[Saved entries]
——

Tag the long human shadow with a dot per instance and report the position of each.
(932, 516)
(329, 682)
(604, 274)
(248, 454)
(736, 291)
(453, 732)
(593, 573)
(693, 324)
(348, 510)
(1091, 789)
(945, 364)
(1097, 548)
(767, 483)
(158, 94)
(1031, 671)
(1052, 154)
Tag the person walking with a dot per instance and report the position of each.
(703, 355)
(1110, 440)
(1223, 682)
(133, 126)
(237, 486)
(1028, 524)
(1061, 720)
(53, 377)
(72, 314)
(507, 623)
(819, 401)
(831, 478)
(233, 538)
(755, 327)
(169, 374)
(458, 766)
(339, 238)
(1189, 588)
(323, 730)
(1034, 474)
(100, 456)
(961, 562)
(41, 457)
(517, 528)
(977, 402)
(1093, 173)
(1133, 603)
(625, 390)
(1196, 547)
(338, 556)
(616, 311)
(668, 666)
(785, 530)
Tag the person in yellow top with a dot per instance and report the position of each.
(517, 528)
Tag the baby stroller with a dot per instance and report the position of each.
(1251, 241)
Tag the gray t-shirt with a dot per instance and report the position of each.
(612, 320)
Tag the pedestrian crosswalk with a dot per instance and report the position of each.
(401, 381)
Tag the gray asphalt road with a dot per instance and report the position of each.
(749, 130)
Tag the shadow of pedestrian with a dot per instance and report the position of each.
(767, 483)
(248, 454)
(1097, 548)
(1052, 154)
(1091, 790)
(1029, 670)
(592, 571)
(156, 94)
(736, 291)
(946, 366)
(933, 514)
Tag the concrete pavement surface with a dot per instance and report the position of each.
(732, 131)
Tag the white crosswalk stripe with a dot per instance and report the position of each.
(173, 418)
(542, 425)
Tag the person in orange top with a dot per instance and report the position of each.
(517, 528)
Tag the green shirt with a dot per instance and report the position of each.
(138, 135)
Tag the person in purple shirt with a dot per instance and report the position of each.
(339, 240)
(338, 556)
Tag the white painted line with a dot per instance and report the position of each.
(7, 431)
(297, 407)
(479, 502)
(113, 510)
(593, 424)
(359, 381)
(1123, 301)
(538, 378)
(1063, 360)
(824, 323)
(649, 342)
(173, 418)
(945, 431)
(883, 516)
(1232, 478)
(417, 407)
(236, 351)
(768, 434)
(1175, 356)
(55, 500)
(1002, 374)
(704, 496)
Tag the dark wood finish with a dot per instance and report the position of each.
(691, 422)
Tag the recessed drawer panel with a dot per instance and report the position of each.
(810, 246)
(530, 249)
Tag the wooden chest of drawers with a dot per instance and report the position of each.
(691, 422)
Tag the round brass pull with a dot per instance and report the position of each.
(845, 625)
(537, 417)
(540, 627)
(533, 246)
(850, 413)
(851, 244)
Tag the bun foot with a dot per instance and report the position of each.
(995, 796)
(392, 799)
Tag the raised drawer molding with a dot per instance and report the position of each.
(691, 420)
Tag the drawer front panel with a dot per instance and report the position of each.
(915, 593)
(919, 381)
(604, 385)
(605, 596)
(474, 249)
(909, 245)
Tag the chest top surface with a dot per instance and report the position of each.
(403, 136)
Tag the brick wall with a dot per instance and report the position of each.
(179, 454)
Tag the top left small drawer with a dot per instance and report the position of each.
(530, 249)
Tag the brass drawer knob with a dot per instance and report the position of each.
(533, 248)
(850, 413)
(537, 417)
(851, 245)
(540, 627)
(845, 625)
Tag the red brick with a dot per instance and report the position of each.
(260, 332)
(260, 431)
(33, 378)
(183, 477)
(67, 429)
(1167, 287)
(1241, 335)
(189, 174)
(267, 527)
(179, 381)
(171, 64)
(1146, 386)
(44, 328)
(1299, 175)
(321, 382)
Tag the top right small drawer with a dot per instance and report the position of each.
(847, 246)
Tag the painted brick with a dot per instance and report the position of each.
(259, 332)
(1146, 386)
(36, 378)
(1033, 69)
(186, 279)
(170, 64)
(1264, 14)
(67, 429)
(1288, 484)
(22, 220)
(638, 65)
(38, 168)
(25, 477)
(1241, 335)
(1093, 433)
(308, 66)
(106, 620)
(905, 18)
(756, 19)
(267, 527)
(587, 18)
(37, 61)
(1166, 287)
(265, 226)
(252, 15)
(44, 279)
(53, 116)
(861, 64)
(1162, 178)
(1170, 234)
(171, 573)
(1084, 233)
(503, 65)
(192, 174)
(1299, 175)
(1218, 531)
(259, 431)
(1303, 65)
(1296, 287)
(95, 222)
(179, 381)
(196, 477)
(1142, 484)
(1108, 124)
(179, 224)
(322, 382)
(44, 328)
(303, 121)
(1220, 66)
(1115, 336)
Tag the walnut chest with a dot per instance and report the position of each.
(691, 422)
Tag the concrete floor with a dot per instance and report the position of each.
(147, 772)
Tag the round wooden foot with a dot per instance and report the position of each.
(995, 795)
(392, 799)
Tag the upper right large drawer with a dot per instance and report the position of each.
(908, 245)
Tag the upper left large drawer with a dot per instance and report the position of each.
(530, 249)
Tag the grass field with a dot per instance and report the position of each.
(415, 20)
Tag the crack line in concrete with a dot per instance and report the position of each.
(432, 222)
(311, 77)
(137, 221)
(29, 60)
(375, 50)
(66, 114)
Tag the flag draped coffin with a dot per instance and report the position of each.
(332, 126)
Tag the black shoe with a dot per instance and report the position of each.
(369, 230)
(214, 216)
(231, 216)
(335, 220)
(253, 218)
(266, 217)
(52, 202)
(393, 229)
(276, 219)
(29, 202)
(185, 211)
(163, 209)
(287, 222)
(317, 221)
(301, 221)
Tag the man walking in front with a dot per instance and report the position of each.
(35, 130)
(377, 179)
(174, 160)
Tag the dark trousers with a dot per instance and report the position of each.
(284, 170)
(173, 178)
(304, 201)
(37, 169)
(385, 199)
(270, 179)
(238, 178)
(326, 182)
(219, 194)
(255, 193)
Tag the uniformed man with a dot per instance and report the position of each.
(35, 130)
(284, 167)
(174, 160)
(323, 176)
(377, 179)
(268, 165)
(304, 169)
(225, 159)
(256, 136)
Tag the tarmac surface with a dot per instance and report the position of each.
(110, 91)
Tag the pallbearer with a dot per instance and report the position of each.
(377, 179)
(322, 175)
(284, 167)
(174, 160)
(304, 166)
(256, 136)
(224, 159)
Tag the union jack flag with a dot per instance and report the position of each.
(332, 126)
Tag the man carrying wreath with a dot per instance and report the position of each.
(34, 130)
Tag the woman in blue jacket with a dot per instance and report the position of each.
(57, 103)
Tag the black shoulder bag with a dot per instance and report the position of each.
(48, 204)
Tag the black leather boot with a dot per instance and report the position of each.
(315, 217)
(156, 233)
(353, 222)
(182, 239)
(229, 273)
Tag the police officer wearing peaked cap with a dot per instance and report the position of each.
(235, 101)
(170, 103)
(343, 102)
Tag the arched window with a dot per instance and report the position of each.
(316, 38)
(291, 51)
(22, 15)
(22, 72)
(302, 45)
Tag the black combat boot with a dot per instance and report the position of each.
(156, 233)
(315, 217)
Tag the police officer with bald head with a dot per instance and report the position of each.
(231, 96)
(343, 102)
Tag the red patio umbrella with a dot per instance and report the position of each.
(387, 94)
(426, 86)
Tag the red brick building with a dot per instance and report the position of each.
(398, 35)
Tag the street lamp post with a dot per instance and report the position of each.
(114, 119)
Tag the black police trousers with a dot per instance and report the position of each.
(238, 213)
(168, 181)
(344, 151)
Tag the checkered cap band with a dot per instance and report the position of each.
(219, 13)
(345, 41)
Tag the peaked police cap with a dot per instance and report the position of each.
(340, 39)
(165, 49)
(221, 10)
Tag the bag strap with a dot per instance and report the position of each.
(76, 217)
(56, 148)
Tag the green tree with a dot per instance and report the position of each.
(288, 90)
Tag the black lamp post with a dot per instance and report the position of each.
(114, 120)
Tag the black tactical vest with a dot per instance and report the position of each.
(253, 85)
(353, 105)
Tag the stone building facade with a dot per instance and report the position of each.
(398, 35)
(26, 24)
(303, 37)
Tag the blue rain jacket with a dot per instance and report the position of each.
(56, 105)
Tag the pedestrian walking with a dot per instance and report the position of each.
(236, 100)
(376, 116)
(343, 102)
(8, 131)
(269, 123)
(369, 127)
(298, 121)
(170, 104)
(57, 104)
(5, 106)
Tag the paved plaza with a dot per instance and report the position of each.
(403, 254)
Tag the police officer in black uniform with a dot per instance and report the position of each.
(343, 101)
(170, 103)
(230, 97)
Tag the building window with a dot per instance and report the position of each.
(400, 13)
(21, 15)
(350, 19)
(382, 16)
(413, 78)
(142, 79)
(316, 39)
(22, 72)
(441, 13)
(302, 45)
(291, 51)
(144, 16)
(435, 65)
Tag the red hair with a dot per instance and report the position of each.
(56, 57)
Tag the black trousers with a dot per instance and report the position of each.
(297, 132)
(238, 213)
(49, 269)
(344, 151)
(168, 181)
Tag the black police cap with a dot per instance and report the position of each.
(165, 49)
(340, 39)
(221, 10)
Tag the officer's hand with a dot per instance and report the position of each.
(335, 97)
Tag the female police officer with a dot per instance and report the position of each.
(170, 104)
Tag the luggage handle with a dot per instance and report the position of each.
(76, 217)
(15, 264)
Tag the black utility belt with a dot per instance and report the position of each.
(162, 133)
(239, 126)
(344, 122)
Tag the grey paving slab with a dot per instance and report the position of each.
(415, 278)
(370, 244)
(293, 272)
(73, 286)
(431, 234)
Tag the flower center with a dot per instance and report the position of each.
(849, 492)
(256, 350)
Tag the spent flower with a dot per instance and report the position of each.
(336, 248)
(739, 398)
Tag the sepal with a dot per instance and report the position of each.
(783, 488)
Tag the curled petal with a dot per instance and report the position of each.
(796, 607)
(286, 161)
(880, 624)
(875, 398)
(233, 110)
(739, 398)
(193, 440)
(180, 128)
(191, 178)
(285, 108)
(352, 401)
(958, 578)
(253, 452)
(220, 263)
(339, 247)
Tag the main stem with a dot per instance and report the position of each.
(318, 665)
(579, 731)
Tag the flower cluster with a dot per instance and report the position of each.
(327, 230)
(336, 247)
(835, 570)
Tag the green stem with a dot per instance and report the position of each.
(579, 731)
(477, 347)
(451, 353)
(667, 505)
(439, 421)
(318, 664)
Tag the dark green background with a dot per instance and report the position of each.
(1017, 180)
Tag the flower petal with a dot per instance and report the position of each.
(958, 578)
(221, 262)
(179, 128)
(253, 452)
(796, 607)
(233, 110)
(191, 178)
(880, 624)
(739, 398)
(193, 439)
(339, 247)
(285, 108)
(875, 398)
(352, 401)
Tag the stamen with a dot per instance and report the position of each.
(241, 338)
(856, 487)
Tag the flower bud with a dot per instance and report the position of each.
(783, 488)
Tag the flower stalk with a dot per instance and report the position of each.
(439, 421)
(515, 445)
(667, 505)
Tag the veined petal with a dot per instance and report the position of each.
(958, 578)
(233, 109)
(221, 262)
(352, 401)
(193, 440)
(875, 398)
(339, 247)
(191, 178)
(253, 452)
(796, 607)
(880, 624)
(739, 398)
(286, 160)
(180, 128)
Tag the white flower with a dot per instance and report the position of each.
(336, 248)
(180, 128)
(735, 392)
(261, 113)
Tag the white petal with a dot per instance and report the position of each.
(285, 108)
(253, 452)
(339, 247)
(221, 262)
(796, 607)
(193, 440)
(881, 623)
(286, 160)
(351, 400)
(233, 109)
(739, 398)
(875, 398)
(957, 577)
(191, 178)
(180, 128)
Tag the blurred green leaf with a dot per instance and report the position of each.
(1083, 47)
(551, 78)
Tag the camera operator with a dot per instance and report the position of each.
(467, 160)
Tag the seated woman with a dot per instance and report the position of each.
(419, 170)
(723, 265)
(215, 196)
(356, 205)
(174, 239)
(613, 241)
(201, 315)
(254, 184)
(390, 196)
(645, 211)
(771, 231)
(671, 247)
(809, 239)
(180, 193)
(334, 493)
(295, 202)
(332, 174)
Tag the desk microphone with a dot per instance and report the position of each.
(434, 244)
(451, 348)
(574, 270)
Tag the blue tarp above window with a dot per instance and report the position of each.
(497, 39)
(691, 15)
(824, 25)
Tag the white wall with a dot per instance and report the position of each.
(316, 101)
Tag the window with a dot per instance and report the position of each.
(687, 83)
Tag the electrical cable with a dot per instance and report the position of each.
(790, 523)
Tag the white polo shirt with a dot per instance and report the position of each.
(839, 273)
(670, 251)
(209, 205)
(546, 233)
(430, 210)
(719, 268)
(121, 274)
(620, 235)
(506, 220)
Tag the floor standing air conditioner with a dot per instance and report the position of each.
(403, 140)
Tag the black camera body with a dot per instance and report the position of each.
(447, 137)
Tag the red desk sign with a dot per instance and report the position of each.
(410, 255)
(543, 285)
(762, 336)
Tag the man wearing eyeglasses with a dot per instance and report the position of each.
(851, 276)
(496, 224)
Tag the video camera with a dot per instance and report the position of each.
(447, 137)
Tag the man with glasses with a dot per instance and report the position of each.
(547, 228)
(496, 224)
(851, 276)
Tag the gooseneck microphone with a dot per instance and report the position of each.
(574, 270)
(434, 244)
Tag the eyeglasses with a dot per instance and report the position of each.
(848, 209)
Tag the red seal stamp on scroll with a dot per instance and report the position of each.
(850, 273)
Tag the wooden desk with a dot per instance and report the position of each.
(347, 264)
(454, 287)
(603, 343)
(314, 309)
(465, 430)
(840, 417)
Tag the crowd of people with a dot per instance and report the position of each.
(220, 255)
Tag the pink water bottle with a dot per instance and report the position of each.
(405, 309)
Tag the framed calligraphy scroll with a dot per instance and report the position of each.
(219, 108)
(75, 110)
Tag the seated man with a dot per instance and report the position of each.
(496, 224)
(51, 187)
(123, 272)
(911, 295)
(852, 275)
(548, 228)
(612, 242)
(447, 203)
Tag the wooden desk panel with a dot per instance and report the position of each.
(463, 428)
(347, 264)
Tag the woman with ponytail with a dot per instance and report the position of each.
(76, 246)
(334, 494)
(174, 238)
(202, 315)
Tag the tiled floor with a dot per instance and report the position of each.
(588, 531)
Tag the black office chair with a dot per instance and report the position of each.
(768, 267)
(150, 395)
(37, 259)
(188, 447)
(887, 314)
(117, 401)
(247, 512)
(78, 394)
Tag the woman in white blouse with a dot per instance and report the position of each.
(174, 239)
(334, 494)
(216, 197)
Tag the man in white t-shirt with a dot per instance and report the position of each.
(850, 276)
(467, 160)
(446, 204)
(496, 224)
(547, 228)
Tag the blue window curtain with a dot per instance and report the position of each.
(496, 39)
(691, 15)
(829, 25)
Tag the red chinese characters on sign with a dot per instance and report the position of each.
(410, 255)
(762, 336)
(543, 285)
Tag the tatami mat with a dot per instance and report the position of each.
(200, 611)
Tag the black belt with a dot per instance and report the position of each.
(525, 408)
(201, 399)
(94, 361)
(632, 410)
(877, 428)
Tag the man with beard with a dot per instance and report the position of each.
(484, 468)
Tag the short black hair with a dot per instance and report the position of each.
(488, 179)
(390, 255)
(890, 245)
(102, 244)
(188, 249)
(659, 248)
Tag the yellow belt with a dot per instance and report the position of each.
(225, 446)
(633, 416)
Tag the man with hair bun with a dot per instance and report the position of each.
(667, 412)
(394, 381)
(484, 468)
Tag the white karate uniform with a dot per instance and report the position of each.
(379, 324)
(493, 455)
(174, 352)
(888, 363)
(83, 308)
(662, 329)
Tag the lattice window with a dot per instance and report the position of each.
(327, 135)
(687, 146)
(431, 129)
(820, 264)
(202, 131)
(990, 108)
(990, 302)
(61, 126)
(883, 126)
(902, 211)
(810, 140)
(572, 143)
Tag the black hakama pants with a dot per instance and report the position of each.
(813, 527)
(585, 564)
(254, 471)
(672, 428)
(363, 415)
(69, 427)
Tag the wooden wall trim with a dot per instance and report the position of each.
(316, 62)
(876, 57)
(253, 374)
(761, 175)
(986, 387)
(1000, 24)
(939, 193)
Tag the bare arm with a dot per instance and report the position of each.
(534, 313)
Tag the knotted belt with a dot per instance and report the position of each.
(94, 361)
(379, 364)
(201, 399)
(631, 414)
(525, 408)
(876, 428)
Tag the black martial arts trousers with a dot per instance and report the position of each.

——

#### TASK TO CARRY OUT:
Your task is to reproduce, exactly and exclusively, the lines from the one holding "Tag the lattice" through the final line of the listing.

#### WORKED SOLUTION:
Tag the lattice window with a dot per instance and report the position of each.
(327, 135)
(687, 146)
(431, 129)
(820, 264)
(202, 131)
(990, 108)
(990, 302)
(61, 126)
(883, 126)
(902, 211)
(810, 140)
(572, 143)
Tag the black hakama pants with a dot per instance and report the position of each.
(813, 527)
(585, 564)
(254, 471)
(672, 428)
(363, 415)
(69, 427)
Tag the wooden wall trim with a dot per instance and report the position of each.
(316, 62)
(876, 57)
(253, 374)
(761, 175)
(986, 387)
(1000, 24)
(939, 193)
Tag the bare arm with a dot per instance and report the position of each.
(534, 313)
Tag the knotted belt with a dot per instance and report the position of each.
(94, 361)
(379, 364)
(201, 399)
(631, 414)
(525, 408)
(876, 428)
Tag the black martial arts trousers with a dot per instance and report the position of each.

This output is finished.